The answer is a stretch of the material below, returned exactly: the line containing "box: [0, 36, 99, 99]", the line containing "41L18 39H11ZM7 39L0", and all lines between.

**Material provided:**

== == ==

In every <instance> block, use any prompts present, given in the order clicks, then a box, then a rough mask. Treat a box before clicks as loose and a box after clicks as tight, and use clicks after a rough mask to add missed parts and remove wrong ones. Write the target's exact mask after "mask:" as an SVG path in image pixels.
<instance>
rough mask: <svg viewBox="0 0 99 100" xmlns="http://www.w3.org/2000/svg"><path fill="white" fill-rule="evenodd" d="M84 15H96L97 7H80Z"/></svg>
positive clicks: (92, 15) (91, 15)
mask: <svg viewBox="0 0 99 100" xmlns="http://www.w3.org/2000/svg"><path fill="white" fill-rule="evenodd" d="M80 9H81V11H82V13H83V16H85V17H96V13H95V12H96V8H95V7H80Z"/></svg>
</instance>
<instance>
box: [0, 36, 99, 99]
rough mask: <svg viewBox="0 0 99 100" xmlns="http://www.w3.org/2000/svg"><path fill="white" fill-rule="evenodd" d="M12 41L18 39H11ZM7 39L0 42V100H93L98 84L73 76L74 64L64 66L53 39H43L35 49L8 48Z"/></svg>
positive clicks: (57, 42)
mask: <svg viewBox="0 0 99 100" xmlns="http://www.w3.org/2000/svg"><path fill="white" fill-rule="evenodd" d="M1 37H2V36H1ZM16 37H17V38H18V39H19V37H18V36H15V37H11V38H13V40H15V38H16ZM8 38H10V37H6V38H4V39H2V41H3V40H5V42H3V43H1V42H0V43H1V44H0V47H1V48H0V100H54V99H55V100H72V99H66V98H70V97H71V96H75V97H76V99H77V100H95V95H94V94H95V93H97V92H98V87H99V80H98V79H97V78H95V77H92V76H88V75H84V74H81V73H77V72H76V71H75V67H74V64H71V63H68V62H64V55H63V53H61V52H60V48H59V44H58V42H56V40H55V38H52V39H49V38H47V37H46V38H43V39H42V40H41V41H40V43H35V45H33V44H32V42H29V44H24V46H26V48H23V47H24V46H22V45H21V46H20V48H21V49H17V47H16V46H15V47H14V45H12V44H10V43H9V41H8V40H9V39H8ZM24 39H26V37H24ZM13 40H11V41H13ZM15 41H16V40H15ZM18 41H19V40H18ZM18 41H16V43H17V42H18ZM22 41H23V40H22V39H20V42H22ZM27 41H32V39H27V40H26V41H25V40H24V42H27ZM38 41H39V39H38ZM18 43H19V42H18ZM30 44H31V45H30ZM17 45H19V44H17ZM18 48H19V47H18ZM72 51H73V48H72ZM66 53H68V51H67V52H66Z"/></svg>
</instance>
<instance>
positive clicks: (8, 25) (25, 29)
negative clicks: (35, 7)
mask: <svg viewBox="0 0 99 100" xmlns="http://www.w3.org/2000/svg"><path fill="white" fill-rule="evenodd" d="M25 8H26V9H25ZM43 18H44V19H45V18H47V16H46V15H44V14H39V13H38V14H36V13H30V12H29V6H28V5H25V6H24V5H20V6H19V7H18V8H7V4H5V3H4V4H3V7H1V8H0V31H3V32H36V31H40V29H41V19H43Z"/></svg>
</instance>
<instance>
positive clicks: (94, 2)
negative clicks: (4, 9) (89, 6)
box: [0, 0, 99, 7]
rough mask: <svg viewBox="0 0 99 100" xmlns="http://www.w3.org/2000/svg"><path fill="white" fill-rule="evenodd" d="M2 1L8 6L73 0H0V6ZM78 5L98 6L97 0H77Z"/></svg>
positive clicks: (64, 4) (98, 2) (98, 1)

== == ==

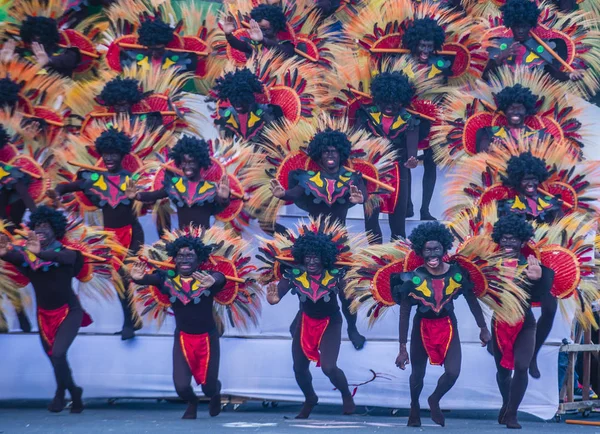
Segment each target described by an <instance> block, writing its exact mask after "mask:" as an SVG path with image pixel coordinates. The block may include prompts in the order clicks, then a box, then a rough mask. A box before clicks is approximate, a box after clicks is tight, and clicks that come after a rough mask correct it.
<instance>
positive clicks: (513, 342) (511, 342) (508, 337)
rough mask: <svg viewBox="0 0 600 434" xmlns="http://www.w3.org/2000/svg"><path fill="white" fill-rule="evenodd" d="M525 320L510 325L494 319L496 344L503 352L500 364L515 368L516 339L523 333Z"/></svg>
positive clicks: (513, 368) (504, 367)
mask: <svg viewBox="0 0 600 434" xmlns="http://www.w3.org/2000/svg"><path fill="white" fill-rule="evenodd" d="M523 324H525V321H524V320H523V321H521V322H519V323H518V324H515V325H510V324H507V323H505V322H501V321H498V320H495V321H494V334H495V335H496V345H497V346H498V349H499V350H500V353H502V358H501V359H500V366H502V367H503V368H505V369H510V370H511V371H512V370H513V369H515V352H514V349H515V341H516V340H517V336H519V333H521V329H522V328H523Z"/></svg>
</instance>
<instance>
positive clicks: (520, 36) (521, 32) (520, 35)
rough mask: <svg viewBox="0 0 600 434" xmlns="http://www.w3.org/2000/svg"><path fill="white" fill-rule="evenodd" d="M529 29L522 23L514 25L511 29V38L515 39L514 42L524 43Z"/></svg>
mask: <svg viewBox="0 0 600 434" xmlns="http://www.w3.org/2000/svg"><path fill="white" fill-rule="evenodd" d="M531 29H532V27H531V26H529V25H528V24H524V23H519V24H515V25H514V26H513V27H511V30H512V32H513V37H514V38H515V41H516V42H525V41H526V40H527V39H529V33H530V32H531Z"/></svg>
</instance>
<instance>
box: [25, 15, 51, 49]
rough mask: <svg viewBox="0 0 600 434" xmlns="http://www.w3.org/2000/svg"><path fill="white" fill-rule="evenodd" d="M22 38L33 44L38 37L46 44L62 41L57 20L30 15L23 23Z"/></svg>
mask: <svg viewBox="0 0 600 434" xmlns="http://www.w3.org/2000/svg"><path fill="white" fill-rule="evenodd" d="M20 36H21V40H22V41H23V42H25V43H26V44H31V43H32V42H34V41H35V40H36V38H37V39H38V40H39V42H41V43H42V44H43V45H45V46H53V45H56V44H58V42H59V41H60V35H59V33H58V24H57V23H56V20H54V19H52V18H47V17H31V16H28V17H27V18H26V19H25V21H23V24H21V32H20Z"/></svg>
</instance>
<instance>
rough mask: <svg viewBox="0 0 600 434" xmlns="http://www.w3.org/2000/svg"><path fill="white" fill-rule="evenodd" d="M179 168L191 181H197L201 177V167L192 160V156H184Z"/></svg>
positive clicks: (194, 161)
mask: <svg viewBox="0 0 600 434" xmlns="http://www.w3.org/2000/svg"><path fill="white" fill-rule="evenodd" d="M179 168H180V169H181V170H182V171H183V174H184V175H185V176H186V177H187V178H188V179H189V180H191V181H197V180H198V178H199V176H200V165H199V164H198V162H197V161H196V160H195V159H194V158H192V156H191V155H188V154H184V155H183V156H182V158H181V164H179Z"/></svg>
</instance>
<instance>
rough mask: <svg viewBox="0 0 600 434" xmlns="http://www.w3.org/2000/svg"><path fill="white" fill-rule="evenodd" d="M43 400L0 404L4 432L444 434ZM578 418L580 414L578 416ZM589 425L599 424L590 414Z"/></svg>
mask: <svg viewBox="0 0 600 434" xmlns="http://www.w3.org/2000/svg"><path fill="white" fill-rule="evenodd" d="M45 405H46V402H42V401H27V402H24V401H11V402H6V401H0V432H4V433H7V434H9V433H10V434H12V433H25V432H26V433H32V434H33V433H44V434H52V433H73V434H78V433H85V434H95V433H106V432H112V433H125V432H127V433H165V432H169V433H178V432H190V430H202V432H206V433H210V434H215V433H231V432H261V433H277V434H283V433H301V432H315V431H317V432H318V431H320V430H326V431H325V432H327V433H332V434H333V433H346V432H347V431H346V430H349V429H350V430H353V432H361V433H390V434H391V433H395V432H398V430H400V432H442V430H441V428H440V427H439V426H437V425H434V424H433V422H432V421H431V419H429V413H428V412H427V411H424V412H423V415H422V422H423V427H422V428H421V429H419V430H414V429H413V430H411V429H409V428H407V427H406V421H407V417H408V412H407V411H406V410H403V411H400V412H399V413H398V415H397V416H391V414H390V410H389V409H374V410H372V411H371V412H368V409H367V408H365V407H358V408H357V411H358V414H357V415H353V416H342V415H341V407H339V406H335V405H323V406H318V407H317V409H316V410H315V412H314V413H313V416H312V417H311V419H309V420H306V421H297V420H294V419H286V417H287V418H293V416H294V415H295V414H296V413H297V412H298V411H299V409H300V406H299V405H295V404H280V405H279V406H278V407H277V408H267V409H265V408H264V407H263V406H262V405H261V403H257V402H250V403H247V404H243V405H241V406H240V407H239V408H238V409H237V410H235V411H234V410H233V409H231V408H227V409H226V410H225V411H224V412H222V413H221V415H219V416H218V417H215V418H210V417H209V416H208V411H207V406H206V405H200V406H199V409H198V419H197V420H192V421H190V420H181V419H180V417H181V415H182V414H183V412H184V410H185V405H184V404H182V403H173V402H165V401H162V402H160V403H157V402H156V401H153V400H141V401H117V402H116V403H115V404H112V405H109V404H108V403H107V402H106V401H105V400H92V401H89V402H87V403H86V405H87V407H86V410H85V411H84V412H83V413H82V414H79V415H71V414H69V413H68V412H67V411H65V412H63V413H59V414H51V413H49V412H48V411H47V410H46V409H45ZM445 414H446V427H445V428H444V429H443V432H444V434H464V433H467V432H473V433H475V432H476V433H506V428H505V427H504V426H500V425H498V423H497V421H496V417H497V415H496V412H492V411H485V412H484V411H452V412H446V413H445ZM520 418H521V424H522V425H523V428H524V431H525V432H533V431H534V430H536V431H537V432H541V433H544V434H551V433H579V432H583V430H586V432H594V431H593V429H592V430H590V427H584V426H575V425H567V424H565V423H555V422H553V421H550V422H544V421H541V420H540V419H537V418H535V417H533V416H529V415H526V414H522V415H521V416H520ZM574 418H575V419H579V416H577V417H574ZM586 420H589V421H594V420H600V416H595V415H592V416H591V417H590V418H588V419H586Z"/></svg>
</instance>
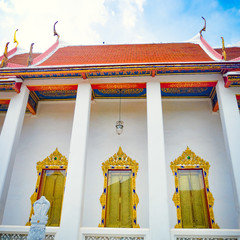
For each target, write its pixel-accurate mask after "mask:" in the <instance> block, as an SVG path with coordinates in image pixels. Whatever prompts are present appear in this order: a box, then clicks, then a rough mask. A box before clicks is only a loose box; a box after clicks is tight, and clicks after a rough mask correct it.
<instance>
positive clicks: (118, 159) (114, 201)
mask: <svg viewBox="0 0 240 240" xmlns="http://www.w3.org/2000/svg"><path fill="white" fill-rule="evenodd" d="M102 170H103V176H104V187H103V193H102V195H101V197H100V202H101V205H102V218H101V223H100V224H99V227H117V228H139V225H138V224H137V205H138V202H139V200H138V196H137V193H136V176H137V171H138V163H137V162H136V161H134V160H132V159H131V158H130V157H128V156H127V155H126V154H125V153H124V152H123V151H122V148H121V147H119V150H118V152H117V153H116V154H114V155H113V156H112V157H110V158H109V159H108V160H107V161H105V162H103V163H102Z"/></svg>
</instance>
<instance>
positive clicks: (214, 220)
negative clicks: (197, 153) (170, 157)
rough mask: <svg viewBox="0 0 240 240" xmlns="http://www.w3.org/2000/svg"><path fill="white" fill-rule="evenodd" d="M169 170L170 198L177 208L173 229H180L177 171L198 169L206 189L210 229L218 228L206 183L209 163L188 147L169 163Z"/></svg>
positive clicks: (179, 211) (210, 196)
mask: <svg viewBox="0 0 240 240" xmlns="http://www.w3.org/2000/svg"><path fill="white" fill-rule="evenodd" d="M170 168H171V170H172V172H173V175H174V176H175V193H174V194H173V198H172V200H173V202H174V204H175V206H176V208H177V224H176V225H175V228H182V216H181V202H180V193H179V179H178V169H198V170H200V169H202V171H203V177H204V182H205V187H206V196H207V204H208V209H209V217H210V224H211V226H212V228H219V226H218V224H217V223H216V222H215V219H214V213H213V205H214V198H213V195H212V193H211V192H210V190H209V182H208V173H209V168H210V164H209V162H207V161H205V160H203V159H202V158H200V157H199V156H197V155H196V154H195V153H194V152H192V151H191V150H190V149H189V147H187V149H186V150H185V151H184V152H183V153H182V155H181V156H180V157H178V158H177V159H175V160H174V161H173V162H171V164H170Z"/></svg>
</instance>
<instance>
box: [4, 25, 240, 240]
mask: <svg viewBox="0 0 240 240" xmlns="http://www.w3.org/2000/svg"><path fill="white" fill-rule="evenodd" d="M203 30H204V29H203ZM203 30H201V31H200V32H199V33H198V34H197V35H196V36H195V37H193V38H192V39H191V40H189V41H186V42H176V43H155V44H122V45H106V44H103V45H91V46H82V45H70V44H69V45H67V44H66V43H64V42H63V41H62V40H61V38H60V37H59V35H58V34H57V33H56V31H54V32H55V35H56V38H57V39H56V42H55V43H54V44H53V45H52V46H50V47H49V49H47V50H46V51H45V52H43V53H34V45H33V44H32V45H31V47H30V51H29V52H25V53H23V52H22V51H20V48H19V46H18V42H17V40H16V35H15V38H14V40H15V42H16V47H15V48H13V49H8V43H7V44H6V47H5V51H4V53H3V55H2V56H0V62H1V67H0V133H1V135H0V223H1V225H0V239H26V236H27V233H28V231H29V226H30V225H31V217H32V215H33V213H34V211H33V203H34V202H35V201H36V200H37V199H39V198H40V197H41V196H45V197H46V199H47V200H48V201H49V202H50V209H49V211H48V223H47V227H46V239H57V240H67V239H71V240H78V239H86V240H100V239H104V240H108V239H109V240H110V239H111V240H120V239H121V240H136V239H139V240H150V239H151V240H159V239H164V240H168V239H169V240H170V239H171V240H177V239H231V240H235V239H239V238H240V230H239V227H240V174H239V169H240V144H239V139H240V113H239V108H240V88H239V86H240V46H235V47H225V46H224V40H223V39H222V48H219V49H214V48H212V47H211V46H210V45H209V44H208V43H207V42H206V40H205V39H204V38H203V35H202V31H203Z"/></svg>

== == ==

**Worked solution:**
box: [0, 36, 99, 99]
rough mask: <svg viewBox="0 0 99 100" xmlns="http://www.w3.org/2000/svg"><path fill="white" fill-rule="evenodd" d="M12 41L18 39H11ZM7 39L0 42V100H93L98 84L73 76L74 64L64 66L53 39H43L35 49L8 48Z"/></svg>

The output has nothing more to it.